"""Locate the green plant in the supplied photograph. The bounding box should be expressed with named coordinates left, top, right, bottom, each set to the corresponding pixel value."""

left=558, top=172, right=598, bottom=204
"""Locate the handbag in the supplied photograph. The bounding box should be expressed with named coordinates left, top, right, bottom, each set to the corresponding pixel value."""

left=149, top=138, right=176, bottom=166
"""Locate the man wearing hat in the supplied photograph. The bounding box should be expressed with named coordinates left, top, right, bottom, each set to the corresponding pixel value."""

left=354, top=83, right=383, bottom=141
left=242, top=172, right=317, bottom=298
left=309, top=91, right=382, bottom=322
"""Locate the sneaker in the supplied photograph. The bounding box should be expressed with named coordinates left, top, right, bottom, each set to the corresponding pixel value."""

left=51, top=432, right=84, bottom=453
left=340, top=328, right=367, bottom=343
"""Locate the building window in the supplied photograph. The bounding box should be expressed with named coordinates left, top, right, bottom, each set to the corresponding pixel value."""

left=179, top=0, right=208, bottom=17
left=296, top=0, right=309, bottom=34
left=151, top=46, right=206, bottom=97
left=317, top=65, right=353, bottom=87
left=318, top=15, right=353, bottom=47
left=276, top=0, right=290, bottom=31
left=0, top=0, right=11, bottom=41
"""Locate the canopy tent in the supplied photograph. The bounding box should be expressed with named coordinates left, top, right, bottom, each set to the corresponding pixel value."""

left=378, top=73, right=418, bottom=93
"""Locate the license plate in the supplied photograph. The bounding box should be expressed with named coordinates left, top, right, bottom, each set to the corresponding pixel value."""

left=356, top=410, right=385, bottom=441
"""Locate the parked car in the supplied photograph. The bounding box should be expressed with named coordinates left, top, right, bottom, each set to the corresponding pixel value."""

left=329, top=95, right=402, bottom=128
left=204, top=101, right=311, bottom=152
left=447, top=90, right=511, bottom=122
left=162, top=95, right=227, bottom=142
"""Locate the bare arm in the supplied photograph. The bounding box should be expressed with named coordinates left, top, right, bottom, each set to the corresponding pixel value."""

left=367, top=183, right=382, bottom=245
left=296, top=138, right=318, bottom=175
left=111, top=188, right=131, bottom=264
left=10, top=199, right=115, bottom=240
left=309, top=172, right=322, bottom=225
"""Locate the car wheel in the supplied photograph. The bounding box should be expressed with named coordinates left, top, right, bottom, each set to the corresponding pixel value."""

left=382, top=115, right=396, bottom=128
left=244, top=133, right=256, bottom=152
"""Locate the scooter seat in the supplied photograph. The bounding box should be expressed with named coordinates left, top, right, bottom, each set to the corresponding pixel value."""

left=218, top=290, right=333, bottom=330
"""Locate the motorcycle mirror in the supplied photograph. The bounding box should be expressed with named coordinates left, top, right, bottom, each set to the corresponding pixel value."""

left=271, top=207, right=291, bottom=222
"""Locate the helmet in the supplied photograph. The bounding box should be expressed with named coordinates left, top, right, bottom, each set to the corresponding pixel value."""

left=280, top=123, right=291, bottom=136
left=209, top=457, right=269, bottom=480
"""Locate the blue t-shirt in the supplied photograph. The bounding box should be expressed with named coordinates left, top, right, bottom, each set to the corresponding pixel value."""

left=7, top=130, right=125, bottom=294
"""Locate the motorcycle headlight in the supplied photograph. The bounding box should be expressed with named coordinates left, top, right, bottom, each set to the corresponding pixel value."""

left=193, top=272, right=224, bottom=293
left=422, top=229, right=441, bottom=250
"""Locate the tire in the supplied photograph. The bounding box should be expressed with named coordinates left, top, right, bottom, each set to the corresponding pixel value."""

============

◆ Requirement
Copy the listing above line for line, reproducing every line without any change.

◆ The completed task
"""Locate the green plant in the supplied photograph. The bounding box should be expressed with named coordinates left, top, right, bottom, each set to the corresponding pixel value."""

left=558, top=172, right=598, bottom=204
"""Locate the handbag in the supplied photograph. The bounding box should be expressed with named coordinates left, top, right, bottom, each set to the corresponding pixel value."""

left=149, top=138, right=176, bottom=166
"""Locate the man wearing hat in the supplied photograph. The bounding box should be expressed with named coordinates left, top, right, bottom, each set to the corresponding pixel value."""

left=354, top=83, right=383, bottom=141
left=242, top=172, right=317, bottom=298
left=309, top=91, right=382, bottom=322
"""Locate the sneaker in the supplied photograph. The bounding box should be expressed with named coordinates left, top, right, bottom, each set to the corresponding pixel value."""

left=51, top=432, right=84, bottom=453
left=340, top=328, right=367, bottom=343
"""Locate the building window in the supplied photograph. The bounding box should be expressed with named coordinates left, top, right, bottom, each set to the corresponding pixel value."""

left=179, top=0, right=208, bottom=17
left=296, top=0, right=309, bottom=34
left=151, top=46, right=206, bottom=97
left=317, top=65, right=353, bottom=87
left=318, top=15, right=353, bottom=47
left=276, top=0, right=290, bottom=31
left=0, top=0, right=11, bottom=41
"""Locate the canopy tent in the supplied photograph. The bounding box should be expressed with named coordinates left, top, right, bottom, each set to the corresponding pixel value."""

left=378, top=73, right=418, bottom=93
"""Locate the license plate in the supplied photograph. The bounding box should be expressed with named coordinates left, top, right, bottom, each set to the corresponding pixel value."""

left=356, top=410, right=385, bottom=441
"""Locate the parked car in the supplied photograph. The bounding box should be expressed with named coordinates left, top, right, bottom, each set to the corresponding pixel value."""

left=329, top=95, right=402, bottom=128
left=204, top=101, right=311, bottom=152
left=447, top=90, right=511, bottom=122
left=162, top=95, right=227, bottom=142
"""Locate the bare arm in the supplied photograph. The bounding box should be expressed with named coordinates left, top, right, bottom, each set to the corresponding pixel value."""

left=367, top=183, right=382, bottom=245
left=296, top=138, right=318, bottom=175
left=111, top=188, right=131, bottom=264
left=10, top=199, right=115, bottom=240
left=309, top=172, right=322, bottom=225
"""Locate the car wheel in the supplied photograph. The bounding box should be expressed with named coordinates left, top, right, bottom, each set to the corresponding pixel value."""

left=382, top=115, right=396, bottom=128
left=244, top=133, right=256, bottom=152
"""Locate the scooter seat in the supplied photograph. The bounding box should be expressed with named coordinates left, top, right, bottom, each set to the corresponding pixel value."""

left=218, top=290, right=333, bottom=330
"""Locate the motorcycle mirror in the supplied photograph. The bounding box should be expressed with named coordinates left, top, right, bottom, each set to the corresponding pixel value."""

left=271, top=207, right=291, bottom=222
"""Locate the helmet in the supplied photograph. The bounding box should be expressed with named coordinates left, top, right, bottom, each set to the corresponding pixel value."""

left=280, top=123, right=291, bottom=136
left=209, top=457, right=269, bottom=480
"""Locate the blue t-shirt in the supplied photograph. The bounding box should be expressed with named coordinates left, top, right, bottom, each set to the corresponding pixel value."""

left=7, top=130, right=125, bottom=294
"""Locate the motorcycle headlight in the supplied photograph. The bounding box should be expressed with named coordinates left, top, right, bottom, each set to the corresponding pixel value."""

left=193, top=272, right=224, bottom=293
left=422, top=229, right=441, bottom=250
"""Locate the tire in the supplied photograph. The bounding box should be expressed with named coordinates left, top, right, bottom, each set to the corresponding pixel value."""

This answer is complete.